CRI听力: 60 Years on Chinese People's Marriage
The past six decades have seen huge transformations in every aspect of Chinese people's lives. When it comes to marriage, the changes are even more drastic and overwhelming.
Our reporter Zhao Kun visited an ordinary family in Beijing to find out what has changed and what has remained the same in Chinese marriages.(www.hxen.net)
It's Sunday afternoon. 73-year-old Luo Zhiying, 63-year-old Sun Weilin and their granddaughter, Luo Xi, are watching television in the living room of an apartment in north Beijing's Haidian District.
The couple's oldest son and his wife are busy making dinner in the kitchen.
This is an ordinary weekend family gathering, but the apartment is filled with peace and joy. On the wall hangs a photo of the whole family. It was taken on January 31st to mark the 50th anniversary of Luo and Sun's marriage.
"On that day the whole family went to a karaoke parlor together. It was a great way to celebrate, although each generation sang quite different songs."
This is Sun Weilin. 50 years ago, she met her husband when they worked together in Taiyuan, Shanxi Province.
"There wasn't a matchmaker between us. We just fell in love through our everyday contact. We worked for a radio station in Taiyuan, and our parents were not with us, so we just invited some friends and organized a small party for our wedding ceremony."
The simple ceremony has yielded a marriage spanning half a century. But even 10 years ago, freely marrying whomever they wished was a distant hope for many sweethearts in China.
In May 1950, the People's Republic of China enacted the country's first Marriage Law, putting an end to the feudal marital and family system that had endured for several millennia.
Independent marriages based on mutual love and a family life have gradually become the norm in contemporary Chinese society.
Luo Zhiying and Sun Weilin were the beneficiaries of such a marriage during an economic trough.
"Material wealth played a very small part in our marriage probably because every couple was almost at the same economic level back then. As long as we could get along well with each other, no other factors would be taken into our consideration."
Two years after they got married, Sun gave birth to her oldest son, Luo Xiaoguang. When Luo was a young adult of marriageable age in the early 1980s, the government put in place nationwide family-planning policies.

# # # #

**Direction A:** Reproduce the passage on Chinese marriage from "CRI听力: 60 Years" up to and including "drastic and overwhelming.".
**Direction B:** Locate each line in the records that contains the string "label", and copy those lines.

# # # #

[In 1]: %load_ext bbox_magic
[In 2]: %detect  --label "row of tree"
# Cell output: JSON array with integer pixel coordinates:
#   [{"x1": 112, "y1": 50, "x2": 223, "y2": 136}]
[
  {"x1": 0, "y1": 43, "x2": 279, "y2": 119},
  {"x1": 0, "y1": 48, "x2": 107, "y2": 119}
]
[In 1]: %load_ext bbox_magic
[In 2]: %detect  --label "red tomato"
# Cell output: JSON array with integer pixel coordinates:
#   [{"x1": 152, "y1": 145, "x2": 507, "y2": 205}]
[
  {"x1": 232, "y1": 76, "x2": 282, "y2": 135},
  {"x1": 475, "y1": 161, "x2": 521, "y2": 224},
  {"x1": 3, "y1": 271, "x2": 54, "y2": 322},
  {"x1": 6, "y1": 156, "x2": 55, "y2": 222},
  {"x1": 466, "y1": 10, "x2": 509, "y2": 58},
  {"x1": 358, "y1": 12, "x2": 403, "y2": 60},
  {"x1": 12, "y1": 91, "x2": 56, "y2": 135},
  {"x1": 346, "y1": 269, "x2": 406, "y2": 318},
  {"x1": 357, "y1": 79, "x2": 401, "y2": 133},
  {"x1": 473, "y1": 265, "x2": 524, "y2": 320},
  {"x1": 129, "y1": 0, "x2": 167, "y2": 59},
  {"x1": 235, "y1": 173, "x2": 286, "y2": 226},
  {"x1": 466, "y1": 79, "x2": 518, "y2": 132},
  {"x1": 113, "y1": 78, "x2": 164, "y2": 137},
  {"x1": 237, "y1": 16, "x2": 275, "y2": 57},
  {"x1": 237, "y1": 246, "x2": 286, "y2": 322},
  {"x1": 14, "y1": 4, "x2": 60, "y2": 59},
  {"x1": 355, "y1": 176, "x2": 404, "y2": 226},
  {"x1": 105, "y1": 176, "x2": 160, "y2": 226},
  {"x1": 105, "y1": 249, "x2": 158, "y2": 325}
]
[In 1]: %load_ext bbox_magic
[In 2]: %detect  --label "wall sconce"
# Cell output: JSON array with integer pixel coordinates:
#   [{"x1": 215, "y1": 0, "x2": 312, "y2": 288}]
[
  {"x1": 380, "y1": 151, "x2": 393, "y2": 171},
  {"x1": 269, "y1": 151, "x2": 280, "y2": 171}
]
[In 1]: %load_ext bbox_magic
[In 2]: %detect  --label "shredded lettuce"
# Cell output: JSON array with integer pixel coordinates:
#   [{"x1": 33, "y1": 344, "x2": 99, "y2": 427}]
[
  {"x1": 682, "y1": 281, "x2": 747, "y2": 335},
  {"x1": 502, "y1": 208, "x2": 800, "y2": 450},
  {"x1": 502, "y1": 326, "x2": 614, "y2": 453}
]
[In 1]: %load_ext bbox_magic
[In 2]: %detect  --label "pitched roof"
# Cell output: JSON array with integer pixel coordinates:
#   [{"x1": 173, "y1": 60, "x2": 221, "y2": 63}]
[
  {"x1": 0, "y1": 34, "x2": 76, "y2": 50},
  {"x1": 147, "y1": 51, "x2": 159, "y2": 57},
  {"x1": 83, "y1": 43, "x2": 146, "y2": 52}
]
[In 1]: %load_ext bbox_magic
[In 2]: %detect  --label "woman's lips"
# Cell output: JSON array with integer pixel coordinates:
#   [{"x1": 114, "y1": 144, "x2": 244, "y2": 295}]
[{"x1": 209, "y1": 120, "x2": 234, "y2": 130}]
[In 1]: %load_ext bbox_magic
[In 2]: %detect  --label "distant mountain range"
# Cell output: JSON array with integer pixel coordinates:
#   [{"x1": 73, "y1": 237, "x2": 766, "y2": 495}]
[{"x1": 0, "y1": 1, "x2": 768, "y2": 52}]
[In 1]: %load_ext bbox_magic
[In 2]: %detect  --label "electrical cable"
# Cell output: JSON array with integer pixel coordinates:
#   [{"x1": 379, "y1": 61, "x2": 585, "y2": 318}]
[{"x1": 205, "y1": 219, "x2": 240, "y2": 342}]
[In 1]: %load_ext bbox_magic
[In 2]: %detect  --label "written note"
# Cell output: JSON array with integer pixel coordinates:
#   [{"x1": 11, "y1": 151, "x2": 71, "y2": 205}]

# # # #

**Exercise output A:**
CRI听力: 60 Years on Chinese People's Marriage
The past six decades have seen huge transformations in every aspect of Chinese people's lives. When it comes to marriage, the changes are even more drastic and overwhelming.

**Exercise output B:**
[In 2]: %detect  --label "row of tree"
[In 2]: %detect  --label "red tomato"
[In 2]: %detect  --label "wall sconce"
[In 2]: %detect  --label "shredded lettuce"
[In 2]: %detect  --label "pitched roof"
[In 2]: %detect  --label "woman's lips"
[In 2]: %detect  --label "distant mountain range"
[In 2]: %detect  --label "electrical cable"
[In 2]: %detect  --label "written note"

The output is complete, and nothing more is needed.